#### INSTRUCTIONS TO FOLLOW:
Copy each of the entries below faithfully, setting aside any pictures.

[Location labeling records]
......

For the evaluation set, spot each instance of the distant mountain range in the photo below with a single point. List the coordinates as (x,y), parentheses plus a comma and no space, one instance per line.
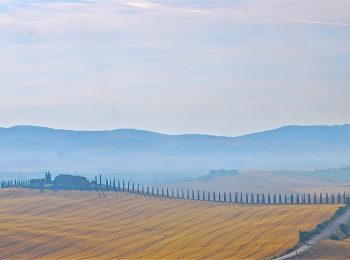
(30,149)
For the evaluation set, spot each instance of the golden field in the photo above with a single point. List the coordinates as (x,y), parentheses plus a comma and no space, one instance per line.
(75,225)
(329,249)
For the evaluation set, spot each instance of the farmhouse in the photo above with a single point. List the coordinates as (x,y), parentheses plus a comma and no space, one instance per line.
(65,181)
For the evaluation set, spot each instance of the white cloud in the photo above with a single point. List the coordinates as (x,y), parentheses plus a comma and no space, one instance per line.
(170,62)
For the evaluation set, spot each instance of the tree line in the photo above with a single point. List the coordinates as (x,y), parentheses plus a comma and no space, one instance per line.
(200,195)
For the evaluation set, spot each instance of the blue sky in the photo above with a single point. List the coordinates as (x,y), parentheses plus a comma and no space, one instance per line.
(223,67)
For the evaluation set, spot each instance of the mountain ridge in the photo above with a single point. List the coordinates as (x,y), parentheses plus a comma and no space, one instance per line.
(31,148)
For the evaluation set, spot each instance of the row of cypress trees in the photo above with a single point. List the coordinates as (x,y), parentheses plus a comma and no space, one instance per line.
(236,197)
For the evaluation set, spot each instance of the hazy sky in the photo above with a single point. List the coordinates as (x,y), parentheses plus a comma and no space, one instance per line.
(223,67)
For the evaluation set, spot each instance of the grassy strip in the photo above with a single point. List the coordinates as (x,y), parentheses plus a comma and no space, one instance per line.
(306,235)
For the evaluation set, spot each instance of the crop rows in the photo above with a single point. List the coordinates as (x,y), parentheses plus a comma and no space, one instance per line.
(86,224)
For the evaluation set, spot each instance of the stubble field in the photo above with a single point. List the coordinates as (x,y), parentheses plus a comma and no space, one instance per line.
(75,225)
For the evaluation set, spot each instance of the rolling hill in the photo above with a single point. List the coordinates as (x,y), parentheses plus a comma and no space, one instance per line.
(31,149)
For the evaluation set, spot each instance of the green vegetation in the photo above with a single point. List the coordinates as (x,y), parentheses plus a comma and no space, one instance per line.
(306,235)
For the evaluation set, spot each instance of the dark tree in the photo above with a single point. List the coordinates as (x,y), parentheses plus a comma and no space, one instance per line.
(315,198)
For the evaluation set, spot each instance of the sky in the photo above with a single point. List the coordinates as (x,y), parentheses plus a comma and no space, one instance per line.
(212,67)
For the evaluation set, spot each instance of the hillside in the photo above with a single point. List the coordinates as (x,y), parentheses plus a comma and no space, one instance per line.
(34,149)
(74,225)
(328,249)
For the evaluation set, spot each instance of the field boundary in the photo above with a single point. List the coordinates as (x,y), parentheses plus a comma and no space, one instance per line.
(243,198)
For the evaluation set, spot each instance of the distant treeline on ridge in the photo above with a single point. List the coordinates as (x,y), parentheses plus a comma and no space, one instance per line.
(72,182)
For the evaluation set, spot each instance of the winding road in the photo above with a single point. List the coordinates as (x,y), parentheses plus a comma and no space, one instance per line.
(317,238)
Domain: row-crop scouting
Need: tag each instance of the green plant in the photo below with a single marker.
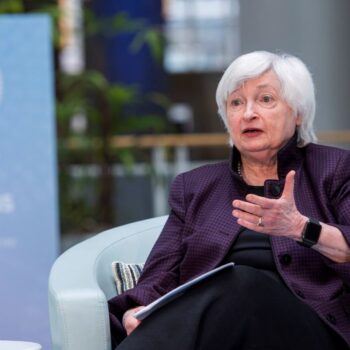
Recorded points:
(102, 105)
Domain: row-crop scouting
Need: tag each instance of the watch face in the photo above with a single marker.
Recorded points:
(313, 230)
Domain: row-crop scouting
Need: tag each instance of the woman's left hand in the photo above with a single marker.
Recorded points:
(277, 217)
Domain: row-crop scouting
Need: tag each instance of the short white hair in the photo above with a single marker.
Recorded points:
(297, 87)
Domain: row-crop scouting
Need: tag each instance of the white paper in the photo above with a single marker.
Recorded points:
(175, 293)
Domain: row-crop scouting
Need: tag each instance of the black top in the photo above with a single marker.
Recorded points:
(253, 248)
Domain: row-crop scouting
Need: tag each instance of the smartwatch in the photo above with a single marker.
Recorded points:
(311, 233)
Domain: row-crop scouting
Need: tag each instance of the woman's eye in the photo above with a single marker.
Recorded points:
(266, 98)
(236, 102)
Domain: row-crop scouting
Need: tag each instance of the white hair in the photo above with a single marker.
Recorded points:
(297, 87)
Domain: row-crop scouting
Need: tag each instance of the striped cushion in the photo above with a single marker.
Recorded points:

......

#### REPLY:
For the evaluation set, spot each instance of the distant mountain range in the photo below with a single point. List the coordinates as (x,y), parentheses plus a comma and no space, one instance per line.
(30,149)
For the evaluation set, spot each instance of the golden field in the photo above with a single point. List the coordinates as (x,y), parentheses plus a comma and no space, one instance per line.
(75,225)
(329,249)
For the evaluation set, spot each instance of the farmhouse in the photo above with a single point. List the coordinates as (x,y), parentheses plus a comma and no space, one instance per line.
(65,181)
For the evaluation set, spot each instance of the white cloud in the photo above with a single point. List the coordinates as (x,y), parentheses plus a comma and no space, one instance per line.
(170,62)
For the evaluation set, spot each instance of the tree line in the photo above with a single point. List the coordinates as (x,y), parentheses plus a comma and no space, one instance per line.
(200,195)
For the evaluation set, spot each instance of the blue sky in the photo above with a single point. List the coordinates as (x,y), parentheses plus a comma and no space, one instance per line.
(223,67)
For the evaluation set, spot each instance of the mountain ridge in the photo above with a single point. List the coordinates as (x,y), parentheses plus a comma and no space, one instance per line.
(31,148)
For the evaluation set, spot each instance of the row of cypress trees in the photo above with a single point. List the coordinates as (x,y), parentheses plus a comma and no space, one instance per line.
(236,197)
For the evaluation set, spot each instance of the hazy sky in the photo above with a single point. List the coordinates as (x,y), parentheses plus a comma and no space, one instance per line.
(223,67)
For the evaluation set, spot each instance of the grassy strip in the photo above with a single point. List the coordinates as (x,y), parentheses plus a comma and no space, one instance per line.
(306,235)
For the evaluation set, spot each instance of the crop rows in the photo above with a single point. List the coordinates as (x,y), parentheses plus a comma and no space, one instance per line.
(86,224)
For the evaluation set, spot each instance of the stubble field in the photo above with a single point. List the coordinates as (x,y), parentheses plus a comma and no space, one instance per line.
(75,225)
For the evaluation set, spot each instance of the rolling hill in the photo above with a single point. List the coordinates as (x,y), parentheses plus a comma and no space, one instance per line.
(31,149)
For the evaluation set, spot each instance of the green vegetation in the photo above with a single point. List the coordinates as (x,y), parentheses plus a comma and no space, one instance per line.
(306,235)
For the evaluation set, spot each instance of the dark tree in the photo above with a single point. List the coordinates as (x,y), parentheses plus a comma and no space, one instance per line.
(315,198)
For the evaluation set, spot each instance of the sky in the photo above with a single point. List the coordinates as (x,y), parentheses plus a comma and no space, one instance per line.
(212,67)
For the evaluation set, spot each instance of the hillside in the photo above with a single point. List the coordinates as (x,y), parentheses plus a comma and no space, one instance per line.
(34,149)
(74,225)
(328,249)
For the evaluation set, spot each instance of the field boundary in the photo above with a single point. List the coordinates as (x,y), parentheses plus a comma and no space, one instance per line.
(243,198)
For the evaluation set, spot each instance of the distant treeline on ridge in the photo above with a single point. List the coordinates as (x,y), parentheses plus a comma and no space, one instance per line.
(72,182)
For the evaluation set, spot each instance of the winding road in the photo above with a single point. List the coordinates as (x,y), parentheses plus a comma and no space, one instance per line.
(317,238)
Domain: row-crop scouting
Need: tag each instance of the green plant in the photo below with a single marker.
Recorded points:
(102, 105)
Domain: row-crop scouting
Need: tag each instance of the watch face in the photo above with a single marker.
Recorded points:
(313, 230)
Domain: row-crop scouting
Need: tag each instance of the woman's left hand in the photo above with a single marker.
Recorded points:
(277, 217)
Domain: row-crop scouting
Need: tag each instance of the short white hair in the photo above with a single marker.
Recorded points:
(297, 87)
Domain: row-crop scouting
Need: tag each instance of the white paper in the photo above with a single marker.
Recorded points:
(175, 293)
Domain: row-crop scouting
Need: tag each instance of the black top in the photo above with a single marker.
Recorded points:
(253, 248)
Domain: row-crop scouting
Need: tag each instance of the smartwatch in the photo above with a single marker.
Recorded points:
(311, 233)
Domain: row-crop scouting
Need: tag each instance of the woman's eye in the photo above with a single marker.
Recorded points:
(266, 98)
(236, 102)
Domain: row-crop scouting
Need: tag each instance of the white hair in the photo above with a single marker.
Recorded points:
(297, 87)
Domain: row-crop scouting
Need: tag each instance of the striped cushion in the photo above with a single marker.
Recorded points:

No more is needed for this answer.